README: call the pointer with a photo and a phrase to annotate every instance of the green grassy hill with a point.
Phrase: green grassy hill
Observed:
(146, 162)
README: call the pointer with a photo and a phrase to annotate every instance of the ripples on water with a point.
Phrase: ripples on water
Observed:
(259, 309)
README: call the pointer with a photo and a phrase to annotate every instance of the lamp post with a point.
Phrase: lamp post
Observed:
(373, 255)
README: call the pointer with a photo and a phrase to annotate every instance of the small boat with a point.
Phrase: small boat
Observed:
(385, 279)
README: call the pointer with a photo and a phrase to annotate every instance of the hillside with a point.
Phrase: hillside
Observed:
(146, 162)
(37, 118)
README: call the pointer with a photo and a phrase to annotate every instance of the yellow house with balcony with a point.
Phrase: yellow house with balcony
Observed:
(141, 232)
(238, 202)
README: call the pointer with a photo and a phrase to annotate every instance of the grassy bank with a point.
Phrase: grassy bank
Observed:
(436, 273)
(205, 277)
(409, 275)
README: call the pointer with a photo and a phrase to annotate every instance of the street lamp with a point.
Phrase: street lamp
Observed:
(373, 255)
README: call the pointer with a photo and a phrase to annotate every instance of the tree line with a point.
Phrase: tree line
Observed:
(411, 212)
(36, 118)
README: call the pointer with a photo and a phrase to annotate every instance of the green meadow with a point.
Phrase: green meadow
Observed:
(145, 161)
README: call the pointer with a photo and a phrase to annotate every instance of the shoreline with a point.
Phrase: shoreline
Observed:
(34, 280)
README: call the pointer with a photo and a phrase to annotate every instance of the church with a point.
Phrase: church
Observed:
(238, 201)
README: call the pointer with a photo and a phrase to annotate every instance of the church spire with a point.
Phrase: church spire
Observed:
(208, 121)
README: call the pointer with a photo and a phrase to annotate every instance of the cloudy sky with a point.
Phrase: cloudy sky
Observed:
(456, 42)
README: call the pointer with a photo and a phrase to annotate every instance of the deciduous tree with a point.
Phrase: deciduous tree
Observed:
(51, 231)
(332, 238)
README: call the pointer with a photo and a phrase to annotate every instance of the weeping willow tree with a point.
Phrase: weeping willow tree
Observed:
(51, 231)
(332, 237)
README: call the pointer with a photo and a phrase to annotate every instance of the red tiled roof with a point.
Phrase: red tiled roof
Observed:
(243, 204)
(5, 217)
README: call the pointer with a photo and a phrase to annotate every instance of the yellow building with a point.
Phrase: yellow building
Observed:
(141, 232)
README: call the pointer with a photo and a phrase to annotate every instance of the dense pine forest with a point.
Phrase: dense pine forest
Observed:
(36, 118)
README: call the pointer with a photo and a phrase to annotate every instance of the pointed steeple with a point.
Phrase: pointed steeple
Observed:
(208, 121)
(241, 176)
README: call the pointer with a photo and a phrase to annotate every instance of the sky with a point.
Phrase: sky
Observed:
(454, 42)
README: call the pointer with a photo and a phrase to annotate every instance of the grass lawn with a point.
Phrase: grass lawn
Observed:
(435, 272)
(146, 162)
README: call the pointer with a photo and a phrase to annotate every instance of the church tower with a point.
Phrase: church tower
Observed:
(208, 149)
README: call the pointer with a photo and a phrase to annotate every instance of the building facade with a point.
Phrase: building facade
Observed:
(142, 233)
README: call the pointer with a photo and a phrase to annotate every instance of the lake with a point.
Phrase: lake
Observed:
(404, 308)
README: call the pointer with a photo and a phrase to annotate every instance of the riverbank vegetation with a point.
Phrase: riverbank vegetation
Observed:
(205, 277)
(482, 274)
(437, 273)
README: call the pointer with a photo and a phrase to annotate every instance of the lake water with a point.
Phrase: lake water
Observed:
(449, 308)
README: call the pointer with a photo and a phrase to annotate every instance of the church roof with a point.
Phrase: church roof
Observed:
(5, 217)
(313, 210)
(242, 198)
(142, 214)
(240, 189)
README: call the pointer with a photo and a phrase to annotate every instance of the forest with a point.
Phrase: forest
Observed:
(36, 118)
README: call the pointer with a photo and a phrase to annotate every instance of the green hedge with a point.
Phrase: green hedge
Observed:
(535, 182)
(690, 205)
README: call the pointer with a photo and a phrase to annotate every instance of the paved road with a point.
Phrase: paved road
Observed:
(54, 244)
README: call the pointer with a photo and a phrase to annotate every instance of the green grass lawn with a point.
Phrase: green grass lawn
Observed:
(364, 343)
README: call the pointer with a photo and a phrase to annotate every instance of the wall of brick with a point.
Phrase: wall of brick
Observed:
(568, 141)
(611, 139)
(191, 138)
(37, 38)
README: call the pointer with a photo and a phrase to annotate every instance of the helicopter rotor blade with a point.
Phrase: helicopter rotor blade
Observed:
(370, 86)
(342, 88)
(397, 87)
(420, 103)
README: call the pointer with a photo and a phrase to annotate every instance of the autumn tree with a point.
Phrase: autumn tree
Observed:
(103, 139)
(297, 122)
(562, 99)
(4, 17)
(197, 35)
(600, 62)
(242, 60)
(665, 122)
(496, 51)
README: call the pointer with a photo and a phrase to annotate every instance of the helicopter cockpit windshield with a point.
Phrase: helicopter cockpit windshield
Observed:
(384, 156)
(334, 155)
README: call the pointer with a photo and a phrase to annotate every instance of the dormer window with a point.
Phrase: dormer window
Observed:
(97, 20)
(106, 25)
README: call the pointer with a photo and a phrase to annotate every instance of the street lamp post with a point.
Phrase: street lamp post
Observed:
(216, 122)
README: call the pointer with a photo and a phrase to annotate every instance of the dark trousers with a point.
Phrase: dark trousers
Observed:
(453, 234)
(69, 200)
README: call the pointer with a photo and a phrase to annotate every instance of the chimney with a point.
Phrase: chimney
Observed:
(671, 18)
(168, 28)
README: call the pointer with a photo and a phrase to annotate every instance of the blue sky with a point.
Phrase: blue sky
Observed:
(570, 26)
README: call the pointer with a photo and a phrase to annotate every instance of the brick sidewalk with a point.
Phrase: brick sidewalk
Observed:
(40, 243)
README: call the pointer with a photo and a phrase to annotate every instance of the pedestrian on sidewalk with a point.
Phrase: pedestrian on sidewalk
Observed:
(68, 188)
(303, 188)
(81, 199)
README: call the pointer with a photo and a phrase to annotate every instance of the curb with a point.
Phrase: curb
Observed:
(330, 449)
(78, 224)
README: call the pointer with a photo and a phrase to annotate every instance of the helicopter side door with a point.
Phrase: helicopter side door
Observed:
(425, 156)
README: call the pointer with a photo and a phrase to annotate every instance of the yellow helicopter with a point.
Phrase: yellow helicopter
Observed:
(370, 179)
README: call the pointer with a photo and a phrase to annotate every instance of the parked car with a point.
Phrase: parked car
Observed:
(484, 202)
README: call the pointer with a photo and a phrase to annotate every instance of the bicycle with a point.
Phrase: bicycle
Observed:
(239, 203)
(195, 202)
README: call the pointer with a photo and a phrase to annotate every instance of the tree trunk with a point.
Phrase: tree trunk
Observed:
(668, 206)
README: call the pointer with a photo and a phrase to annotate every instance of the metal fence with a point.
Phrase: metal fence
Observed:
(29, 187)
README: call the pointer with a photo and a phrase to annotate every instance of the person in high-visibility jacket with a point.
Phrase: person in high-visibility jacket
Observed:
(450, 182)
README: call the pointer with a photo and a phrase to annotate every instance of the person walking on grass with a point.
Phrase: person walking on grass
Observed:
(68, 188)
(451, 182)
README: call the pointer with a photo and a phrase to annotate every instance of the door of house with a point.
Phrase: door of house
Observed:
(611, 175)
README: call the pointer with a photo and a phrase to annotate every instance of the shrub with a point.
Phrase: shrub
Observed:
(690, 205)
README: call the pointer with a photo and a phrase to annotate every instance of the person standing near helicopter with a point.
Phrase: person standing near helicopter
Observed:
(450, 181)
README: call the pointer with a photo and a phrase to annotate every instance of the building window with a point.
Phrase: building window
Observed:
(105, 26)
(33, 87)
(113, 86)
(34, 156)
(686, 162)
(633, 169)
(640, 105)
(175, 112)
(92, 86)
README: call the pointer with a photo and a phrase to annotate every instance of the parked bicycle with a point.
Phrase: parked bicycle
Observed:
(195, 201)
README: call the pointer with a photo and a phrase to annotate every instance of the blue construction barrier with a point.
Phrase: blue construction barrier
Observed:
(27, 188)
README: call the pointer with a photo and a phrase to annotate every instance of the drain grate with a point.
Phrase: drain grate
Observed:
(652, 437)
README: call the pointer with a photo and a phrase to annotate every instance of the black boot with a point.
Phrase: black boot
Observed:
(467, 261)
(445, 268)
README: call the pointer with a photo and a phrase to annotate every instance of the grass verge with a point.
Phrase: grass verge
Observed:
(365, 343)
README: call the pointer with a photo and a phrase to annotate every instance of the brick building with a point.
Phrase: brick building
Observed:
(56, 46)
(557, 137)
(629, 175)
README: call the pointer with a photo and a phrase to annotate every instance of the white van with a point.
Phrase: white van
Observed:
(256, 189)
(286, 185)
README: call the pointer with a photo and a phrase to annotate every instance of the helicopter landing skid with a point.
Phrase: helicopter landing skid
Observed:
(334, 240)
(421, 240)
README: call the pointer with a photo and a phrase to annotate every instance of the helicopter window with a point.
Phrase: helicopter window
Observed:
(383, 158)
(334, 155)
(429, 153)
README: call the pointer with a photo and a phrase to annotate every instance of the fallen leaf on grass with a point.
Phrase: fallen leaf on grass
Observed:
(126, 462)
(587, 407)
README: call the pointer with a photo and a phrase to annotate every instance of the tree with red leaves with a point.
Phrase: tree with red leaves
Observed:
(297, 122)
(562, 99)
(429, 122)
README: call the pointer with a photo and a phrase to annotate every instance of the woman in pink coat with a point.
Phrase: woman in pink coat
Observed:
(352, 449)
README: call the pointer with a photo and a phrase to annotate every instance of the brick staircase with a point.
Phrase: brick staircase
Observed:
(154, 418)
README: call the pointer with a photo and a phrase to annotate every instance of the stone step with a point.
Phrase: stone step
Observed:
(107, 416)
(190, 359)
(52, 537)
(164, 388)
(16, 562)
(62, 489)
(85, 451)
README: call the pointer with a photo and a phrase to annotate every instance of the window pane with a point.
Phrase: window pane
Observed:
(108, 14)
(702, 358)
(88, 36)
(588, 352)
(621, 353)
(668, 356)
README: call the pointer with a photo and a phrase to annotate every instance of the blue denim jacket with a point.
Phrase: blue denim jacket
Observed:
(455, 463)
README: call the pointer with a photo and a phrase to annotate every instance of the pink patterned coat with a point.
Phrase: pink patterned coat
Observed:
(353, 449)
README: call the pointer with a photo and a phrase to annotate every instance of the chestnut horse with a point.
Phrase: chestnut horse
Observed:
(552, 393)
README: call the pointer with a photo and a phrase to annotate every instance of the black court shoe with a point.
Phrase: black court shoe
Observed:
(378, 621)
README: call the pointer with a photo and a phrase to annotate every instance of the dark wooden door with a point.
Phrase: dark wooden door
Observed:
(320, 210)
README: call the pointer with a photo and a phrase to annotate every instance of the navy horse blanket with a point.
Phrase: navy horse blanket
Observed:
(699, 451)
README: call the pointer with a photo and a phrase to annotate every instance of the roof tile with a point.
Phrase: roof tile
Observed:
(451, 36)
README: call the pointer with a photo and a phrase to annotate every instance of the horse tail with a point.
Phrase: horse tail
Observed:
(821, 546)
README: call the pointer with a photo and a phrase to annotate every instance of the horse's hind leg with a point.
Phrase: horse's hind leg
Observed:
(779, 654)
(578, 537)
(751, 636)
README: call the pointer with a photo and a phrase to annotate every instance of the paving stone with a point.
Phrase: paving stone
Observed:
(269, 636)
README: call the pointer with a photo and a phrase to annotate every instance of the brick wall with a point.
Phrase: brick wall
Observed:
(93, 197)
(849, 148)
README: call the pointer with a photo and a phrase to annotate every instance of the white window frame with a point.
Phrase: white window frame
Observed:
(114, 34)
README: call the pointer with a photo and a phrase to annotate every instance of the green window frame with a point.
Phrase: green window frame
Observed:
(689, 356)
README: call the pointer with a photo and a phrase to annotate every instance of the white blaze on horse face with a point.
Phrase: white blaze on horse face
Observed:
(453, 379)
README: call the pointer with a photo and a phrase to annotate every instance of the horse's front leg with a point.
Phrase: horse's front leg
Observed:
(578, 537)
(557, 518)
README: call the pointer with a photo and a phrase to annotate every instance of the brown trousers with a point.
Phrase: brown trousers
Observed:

What to do ▸ Reproduce, please, the lines of the material from its first line down to the line containing "lamp with a point.", keeping both ends and nothing beyond them.

Output of the exercise ▸
README: call the pointer with a photo and a phrase to annotate every instance of the green grassy hill with a point.
Phrase: green grassy hill
Observed:
(146, 162)
README: call the pointer with a photo and a phrase to annotate every instance of the ripples on water with a point.
Phrase: ripples on water
Observed:
(259, 309)
README: call the pointer with a photo and a phrase to annotate every instance of the lamp post with a point.
Phrase: lamp post
Observed:
(373, 255)
README: call the pointer with a photo and a phrase to annotate every instance of the small boat with a point.
Phrase: small boat
Observed:
(385, 279)
README: call the pointer with a photo and a phrase to annotate every instance of the hillside with a point.
Phrase: hillside
Observed:
(146, 162)
(37, 118)
README: call the pointer with a photo and a phrase to annotate every instance of the yellow house with balcony with a point.
Phrase: yellow house with balcony
Observed:
(141, 232)
(238, 202)
README: call the pointer with a photo and a phrase to annotate every instance of the grassy bank with a point.
Phrase: grassy bank
Observed:
(436, 273)
(205, 277)
(409, 275)
README: call the pointer with a photo and a phrase to annotate every instance of the street lamp with a point.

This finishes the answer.